DOKUMENTTEXT ::

Ich ließ ihren lieben Sohn gleich an Ort und Stelle, wo er gefallen, bestatten. Er war ein äußerst pflichttreuer, tapferer Soldat. Ehre seinem Andenken!“
 

Dem Bericht eines Freundes von ihm entnehmen wir folgende Zeilen:

Während der Zeit in Ungarn bin ich mit Walter nur zweimal auf einige Stunden zusammengekommen. Am Abend des 24. September war ich in seinem Quartier und wir haben zusammen musiziert und uns unter anderem über Patrouillenritte unterhalten. Walter bedauerte, noch nie eine Patrouille geritten zu haben, sagte aber, er habe das Gefühl, er werde von seinem ersten Patrouillenritt nicht zurückkehren. Ich suchte, ihm das als Unsinn auszureden, weil ich der Meinung war, das Unbekannte und Ungewohnte bei einem solchen Ritt wäre ihm unangenehm.

DATENAUSZÜGE ::
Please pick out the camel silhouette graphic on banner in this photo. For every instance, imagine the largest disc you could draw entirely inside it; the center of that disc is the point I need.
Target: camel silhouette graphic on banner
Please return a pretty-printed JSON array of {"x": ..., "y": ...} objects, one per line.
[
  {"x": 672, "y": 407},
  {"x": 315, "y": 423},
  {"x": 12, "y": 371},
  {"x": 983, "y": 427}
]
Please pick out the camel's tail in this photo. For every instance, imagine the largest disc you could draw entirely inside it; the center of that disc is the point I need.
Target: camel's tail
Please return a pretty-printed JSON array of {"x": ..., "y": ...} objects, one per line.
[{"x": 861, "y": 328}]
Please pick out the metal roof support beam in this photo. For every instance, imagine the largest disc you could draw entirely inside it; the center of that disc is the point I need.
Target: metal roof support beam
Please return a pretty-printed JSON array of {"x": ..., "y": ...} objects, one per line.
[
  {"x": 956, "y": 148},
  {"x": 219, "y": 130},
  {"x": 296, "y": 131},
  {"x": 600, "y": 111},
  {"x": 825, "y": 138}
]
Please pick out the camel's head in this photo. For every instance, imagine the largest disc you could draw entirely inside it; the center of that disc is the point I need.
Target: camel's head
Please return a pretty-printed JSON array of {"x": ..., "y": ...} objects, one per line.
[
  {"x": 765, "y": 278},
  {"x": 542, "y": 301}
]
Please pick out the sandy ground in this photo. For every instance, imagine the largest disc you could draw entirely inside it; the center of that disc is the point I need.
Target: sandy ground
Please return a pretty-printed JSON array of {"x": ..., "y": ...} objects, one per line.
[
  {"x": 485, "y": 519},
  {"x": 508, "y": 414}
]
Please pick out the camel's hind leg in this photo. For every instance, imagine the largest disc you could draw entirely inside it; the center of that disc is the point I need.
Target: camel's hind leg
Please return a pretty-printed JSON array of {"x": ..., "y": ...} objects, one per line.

AUFGABENSTELLUNG ::
**1.** Nennen Sie alle großgeschriebenen Wörter im Text über Walter, die mit „Un“ beginnen.
**2.** Fassen Sie den Absatz im Text über Walter, der mit „Während der Zeit in Ungarn“ beginnt, als kurze Stichpunktliste zusammen.
**3.** Geben Sie aus dem Text über Walter den Wortlaut von „Ich ließ ihren“ bis einschließlich „wäre ihm unangenehm.“ unverändert wieder.

LÖSUNGEN ::
**1.** Ungarn, Unsinn, Unbekannte, Ungewohnte

**2.**
- In Ungarn traf der Freund Walter nur zweimal für einige Stunden.
- Am Abend des 24. September musizierten beide in Walters Quartier und sprachen über Patrouillenritte.
- Walter bedauerte, noch nie eine Patrouille geritten zu haben.
- Er ahnte, von seinem ersten Patrouillenritt nicht zurückzukehren.
- Der Freund versuchte, ihm das als Unsinn auszureden. Er glaubte, Walter sei nur das Unbekannte und Ungewohnte eines solchen Ritts unangenehm.

**3.**
Ich ließ ihren lieben Sohn gleich an Ort und Stelle, wo er gefallen, bestatten. Er war ein äußerst pflichttreuer, tapferer Soldat. Ehre seinem Andenken!“
 

Dem Bericht eines Freundes von ihm entnehmen wir folgende Zeilen:

Während der Zeit in Ungarn bin ich mit Walter nur zweimal auf einige Stunden zusammengekommen. Am Abend des 24. September war ich in seinem Quartier und wir haben zusammen musiziert und uns unter anderem über Patrouillenritte unterhalten. Walter bedauerte, noch nie eine Patrouille geritten zu haben, sagte aber, er habe das Gefühl, er werde von seinem ersten Patrouillenritt nicht zurückkehren. Ich suchte, ihm das als Unsinn auszureden, weil ich der Meinung war, das Unbekannte und Ungewohnte bei einem solchen Ritt wäre ihm unangenehm.